**SUPPLIED MATERIAL**
--

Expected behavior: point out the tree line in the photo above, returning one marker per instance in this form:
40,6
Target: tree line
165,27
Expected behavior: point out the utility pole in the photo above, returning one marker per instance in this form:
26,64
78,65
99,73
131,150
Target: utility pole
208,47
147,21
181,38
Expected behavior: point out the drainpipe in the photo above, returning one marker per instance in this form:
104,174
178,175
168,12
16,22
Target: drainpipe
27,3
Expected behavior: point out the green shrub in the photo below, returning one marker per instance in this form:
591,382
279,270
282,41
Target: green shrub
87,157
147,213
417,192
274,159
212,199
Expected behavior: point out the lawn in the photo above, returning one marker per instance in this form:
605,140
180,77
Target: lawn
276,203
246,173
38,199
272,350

--

**YOUR GOAL**
Lay out all of the material above as a JSON list of strings, with one string for each line and no entries for blank lines.

**EXERCISE SOLUTION**
[
  "Expected behavior: point out the tree line in the photo above, returning one marker per instance in this form:",
  "40,6",
  "Target: tree line",
  "165,27",
  "Expected behavior: point out the utility pole in the photo above, returning one marker per instance in this form:",
  "26,64",
  "78,65",
  "99,73",
  "131,150",
  "Target: utility pole",
  "208,47",
  "147,21",
  "181,38",
  "Expected behavior: point out the drainpipe in the photo above, returning one marker per instance in this form:",
  "104,174",
  "178,175",
  "168,12",
  "16,22",
  "Target: drainpipe",
  "27,3",
  "Expected behavior: point out the green shrub in the photo below, returning one marker per instance in this form:",
  "591,382",
  "279,270",
  "282,41",
  "Target: green shrub",
  "87,157",
  "147,213",
  "417,192",
  "274,159",
  "212,199",
  "Expected behavior: point out the lawn in the photo above, returning one marker per instance in this form:",
  "605,140",
  "180,77",
  "Target: lawn",
  "276,203",
  "246,173",
  "38,199",
  "272,350"
]